===== PASSAGE PROVIDED

The Life of Bon: Hark! Hark! Hark!

Thursday, October 13, 2011

Hark! Hark! Hark!

Last night my mom said to me, "Oh, you have to see this group on this TV show! They're Mormons and they go to BYU and they're darling."   And since all Mormons love to see other Mormons doing anything mildly famous, I fell right for it.  We sat down to watch, and what do you know?  Staring right into my eyes across waves and waves of television (Does television come in waves?) was a familiar face. 

But first... let me rewind a little bit.  Allow me to take you to the summer of 2007.  I spent my days studying the gospel and learning Spanish in the midst of dozens of boys who were two years younger than me.  The MTC.  Elder Welch was my Zone Leader and he taught me the ways of the missionary center.  He showed me not only how to survive in that jungle, but how to become master of the place. And I did. With his help. (But not in any way that involved anything romantic or us being alone with each other.  Or even within six feet of each other. People. This is the MTC we're talking about here.)

The truth is,  Elder Welch's and my relationship had not always been a bed of roses.  It all started when I was having a bad day and just wanted to go to lunch and not read my scriptures anymore.  (All things in moderation, I say!)  I was annoyed with the following:  Hot, stuffy classrooms. Smelly 19 year old boys in suits. A language that was not coming to me.  Too much gospel study.  Elder Welch.

==========

Answer from the blog post:
1. What school does the narrator's mom say the group on the TV show attends?
2. What position did Elder Welch hold at the MTC?
3. What is the last item in the narrator's list of annoyances?

===== DATA

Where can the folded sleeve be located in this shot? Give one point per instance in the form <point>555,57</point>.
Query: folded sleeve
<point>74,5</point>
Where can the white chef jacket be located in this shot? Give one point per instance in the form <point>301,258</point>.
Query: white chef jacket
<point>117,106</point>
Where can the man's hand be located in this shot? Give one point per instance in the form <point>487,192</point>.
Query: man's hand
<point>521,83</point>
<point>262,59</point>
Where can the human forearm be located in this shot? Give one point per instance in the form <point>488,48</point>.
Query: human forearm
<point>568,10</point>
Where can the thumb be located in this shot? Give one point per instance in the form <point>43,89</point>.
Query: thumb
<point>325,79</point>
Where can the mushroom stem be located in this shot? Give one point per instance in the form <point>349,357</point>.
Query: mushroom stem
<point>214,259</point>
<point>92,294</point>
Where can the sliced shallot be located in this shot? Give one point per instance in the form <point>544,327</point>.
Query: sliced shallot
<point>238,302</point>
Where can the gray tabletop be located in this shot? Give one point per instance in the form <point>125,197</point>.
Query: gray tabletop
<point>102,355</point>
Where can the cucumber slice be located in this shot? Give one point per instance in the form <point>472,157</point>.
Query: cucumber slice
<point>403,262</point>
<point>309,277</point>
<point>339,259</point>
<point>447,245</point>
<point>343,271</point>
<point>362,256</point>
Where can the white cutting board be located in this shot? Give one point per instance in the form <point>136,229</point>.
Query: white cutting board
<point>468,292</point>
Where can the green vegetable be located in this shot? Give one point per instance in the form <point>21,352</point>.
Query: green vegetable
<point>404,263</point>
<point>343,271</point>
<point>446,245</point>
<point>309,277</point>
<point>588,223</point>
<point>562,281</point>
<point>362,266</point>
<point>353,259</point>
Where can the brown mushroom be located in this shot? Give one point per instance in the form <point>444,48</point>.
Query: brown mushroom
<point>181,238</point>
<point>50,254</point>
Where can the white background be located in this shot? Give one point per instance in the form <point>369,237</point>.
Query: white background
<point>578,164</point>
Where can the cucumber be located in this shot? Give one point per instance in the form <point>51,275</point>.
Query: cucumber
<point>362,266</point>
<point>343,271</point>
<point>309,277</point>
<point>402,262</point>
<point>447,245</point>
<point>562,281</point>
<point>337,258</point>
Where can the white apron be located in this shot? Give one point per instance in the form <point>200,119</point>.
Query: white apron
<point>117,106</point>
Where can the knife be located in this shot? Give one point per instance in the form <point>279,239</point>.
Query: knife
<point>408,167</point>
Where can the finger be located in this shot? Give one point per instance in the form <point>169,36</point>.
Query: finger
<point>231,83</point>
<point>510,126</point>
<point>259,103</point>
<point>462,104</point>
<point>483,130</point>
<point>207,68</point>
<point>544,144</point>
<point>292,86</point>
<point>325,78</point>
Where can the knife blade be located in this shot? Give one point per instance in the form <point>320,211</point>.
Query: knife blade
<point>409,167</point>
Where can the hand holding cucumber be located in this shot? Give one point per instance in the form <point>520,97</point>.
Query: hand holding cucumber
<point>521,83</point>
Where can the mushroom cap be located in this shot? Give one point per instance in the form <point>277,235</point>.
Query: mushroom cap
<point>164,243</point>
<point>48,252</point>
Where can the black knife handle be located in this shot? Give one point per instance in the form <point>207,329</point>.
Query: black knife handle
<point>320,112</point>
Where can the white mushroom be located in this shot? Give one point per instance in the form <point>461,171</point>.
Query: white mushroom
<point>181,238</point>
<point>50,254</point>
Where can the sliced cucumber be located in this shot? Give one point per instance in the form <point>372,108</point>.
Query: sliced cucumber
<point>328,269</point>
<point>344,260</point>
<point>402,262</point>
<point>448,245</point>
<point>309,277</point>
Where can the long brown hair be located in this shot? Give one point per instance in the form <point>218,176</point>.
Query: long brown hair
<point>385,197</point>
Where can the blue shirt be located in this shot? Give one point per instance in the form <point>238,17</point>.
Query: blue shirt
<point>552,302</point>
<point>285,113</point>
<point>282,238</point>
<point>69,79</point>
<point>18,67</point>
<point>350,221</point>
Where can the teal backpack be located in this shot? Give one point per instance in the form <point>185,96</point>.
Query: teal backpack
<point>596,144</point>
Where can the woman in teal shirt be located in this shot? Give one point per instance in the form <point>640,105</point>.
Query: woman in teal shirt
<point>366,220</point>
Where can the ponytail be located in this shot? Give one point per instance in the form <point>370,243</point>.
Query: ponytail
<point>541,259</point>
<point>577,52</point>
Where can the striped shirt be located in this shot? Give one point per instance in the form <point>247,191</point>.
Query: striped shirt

==========

**RESPONSE AREA**
1. BYU
2. Zone Leader
3. Elder Welch